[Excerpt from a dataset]
◆ ◆ ◆ ◆ ◆ ◆ ◆
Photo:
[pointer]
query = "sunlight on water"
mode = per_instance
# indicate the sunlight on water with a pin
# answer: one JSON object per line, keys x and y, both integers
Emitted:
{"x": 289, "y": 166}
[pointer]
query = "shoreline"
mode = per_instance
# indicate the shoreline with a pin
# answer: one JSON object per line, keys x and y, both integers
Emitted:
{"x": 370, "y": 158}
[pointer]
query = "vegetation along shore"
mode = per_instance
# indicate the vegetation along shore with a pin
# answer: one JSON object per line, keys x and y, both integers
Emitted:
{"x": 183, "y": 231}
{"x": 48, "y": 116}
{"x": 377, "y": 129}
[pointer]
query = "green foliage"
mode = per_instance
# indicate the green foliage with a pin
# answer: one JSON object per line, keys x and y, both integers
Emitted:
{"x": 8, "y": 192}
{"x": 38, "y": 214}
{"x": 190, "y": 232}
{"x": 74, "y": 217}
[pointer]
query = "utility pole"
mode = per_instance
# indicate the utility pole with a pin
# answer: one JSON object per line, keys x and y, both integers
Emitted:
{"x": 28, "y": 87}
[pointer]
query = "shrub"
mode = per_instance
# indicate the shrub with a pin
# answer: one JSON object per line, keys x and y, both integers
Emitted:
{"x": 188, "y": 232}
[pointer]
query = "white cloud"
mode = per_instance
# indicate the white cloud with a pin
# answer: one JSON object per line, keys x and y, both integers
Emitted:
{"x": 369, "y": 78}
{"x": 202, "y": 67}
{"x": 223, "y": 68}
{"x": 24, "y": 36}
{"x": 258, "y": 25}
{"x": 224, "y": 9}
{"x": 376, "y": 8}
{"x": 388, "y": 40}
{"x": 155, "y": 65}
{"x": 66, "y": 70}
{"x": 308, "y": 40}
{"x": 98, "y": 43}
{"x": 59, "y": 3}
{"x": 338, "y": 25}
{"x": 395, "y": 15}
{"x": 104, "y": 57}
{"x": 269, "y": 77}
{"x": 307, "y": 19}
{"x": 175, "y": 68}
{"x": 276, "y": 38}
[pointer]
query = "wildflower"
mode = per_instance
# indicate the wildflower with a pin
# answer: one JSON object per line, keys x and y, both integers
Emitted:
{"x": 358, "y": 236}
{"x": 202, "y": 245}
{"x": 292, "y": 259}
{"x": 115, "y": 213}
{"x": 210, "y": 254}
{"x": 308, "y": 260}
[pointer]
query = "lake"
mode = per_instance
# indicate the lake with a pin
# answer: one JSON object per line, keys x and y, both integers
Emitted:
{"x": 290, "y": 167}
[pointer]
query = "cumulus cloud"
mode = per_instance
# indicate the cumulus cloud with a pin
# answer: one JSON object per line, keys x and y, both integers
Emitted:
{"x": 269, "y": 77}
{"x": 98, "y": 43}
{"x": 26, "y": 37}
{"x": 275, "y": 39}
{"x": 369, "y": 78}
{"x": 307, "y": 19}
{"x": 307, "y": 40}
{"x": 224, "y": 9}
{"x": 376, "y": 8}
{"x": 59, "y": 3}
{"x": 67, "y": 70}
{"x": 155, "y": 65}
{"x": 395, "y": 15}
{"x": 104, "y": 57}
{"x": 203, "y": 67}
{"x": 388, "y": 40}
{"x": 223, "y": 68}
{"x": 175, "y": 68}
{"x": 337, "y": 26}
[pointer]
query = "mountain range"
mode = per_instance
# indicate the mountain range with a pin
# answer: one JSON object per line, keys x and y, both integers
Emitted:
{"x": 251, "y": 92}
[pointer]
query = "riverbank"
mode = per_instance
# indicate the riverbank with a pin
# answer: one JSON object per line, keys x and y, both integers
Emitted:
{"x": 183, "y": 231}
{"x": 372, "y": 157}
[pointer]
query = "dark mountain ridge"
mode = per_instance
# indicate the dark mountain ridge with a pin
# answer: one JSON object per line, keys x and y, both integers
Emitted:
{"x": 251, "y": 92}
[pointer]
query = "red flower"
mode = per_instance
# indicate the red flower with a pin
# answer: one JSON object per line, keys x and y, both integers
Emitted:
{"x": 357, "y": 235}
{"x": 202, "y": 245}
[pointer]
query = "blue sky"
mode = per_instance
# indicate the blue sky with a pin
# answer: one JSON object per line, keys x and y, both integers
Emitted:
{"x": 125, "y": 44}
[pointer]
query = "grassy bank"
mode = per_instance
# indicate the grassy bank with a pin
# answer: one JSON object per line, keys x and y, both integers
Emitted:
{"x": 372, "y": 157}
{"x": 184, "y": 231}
◆ ◆ ◆ ◆ ◆ ◆ ◆
§ **DIRECTIVE**
Repeat every record exactly as written, please.

§ **SOLUTION TO THIS PROBLEM**
Photo:
[pointer]
query = "sunlight on water"
mode = per_instance
# indicate the sunlight on water with a pin
# answer: one JSON object per line, keys x and y, both integers
Emitted:
{"x": 289, "y": 166}
[pointer]
query = "shoreline"
mode = per_instance
# indicate the shoreline with a pin
# answer: one JSON object per line, keys x and y, both integers
Emitted:
{"x": 370, "y": 158}
[pointer]
query = "vegetation along shore"
mode = per_instance
# indicate the vegetation along shore with a pin
# answer: one JSON object per line, keys x and y, both integers
Emitted:
{"x": 183, "y": 231}
{"x": 48, "y": 116}
{"x": 377, "y": 129}
[pointer]
query = "green foliage"
mode = per_instance
# indicate the green foliage with a pin
# answer: one JSON object per line, keys x and y, both integers
Emitted:
{"x": 8, "y": 192}
{"x": 38, "y": 214}
{"x": 190, "y": 232}
{"x": 74, "y": 217}
[pointer]
query = "utility pole"
mode = per_instance
# indicate the utility pole with a pin
# answer: one JSON object per line, keys x and y, both integers
Emitted:
{"x": 28, "y": 87}
[pointer]
query = "shrub"
mode = per_instance
# indicate the shrub with a pin
# answer: one JSON object per line, keys x and y, both integers
Emitted:
{"x": 188, "y": 232}
[pointer]
query = "white cloud"
mode = per_instance
# indicate the white cloud with a pin
# answer: one JSON object per line, keys x and y, both integers
Emitted:
{"x": 369, "y": 78}
{"x": 202, "y": 67}
{"x": 223, "y": 68}
{"x": 24, "y": 36}
{"x": 258, "y": 25}
{"x": 224, "y": 9}
{"x": 376, "y": 8}
{"x": 388, "y": 40}
{"x": 155, "y": 65}
{"x": 66, "y": 70}
{"x": 308, "y": 40}
{"x": 98, "y": 43}
{"x": 59, "y": 3}
{"x": 338, "y": 25}
{"x": 395, "y": 15}
{"x": 104, "y": 57}
{"x": 269, "y": 77}
{"x": 307, "y": 19}
{"x": 175, "y": 68}
{"x": 276, "y": 38}
[pointer]
query = "wildflower"
mode = per_instance
# indicate the wildflower with a pin
# answer: one JSON object per line, keys x and y, both integers
Emitted:
{"x": 358, "y": 236}
{"x": 202, "y": 245}
{"x": 292, "y": 259}
{"x": 115, "y": 213}
{"x": 210, "y": 254}
{"x": 308, "y": 260}
[pointer]
query = "lake"
mode = per_instance
# indicate the lake with a pin
# answer: one JSON object per line, keys x and y, both integers
Emitted:
{"x": 290, "y": 167}
[pointer]
query = "cumulus cloud"
mode = per_instance
# indicate the cumulus cloud with a pin
# answer: one JSON object per line, keys x and y, both integers
Emitted:
{"x": 269, "y": 77}
{"x": 98, "y": 43}
{"x": 26, "y": 37}
{"x": 275, "y": 39}
{"x": 369, "y": 78}
{"x": 307, "y": 19}
{"x": 307, "y": 40}
{"x": 224, "y": 9}
{"x": 376, "y": 8}
{"x": 59, "y": 3}
{"x": 67, "y": 70}
{"x": 155, "y": 65}
{"x": 395, "y": 15}
{"x": 104, "y": 57}
{"x": 203, "y": 67}
{"x": 388, "y": 40}
{"x": 223, "y": 68}
{"x": 175, "y": 68}
{"x": 337, "y": 26}
[pointer]
query = "mountain range"
mode = per_instance
# indicate the mountain range with a pin
# answer: one JSON object per line, keys x and y, both integers
Emitted:
{"x": 251, "y": 92}
[pointer]
query = "riverbank"
mode = per_instance
# indicate the riverbank with a pin
# answer: one JSON object per line, keys x and y, both integers
Emitted:
{"x": 183, "y": 231}
{"x": 372, "y": 157}
[pointer]
query = "dark mountain ridge"
mode = per_instance
# indicate the dark mountain ridge with a pin
# answer: one JSON object per line, keys x and y, both integers
Emitted:
{"x": 251, "y": 92}
[pointer]
query = "red flower"
mode = per_instance
# indicate the red flower with a pin
# answer: one JSON object per line, keys x and y, both integers
Emitted:
{"x": 357, "y": 235}
{"x": 202, "y": 245}
[pointer]
query = "blue sky"
mode = per_instance
# indicate the blue sky with a pin
# answer: one JSON object per line, keys x and y, both integers
Emitted:
{"x": 125, "y": 44}
[pointer]
query = "grassy bank"
mode = per_instance
# indicate the grassy bank with a pin
# answer: one JSON object per line, keys x and y, both integers
Emitted:
{"x": 372, "y": 157}
{"x": 184, "y": 231}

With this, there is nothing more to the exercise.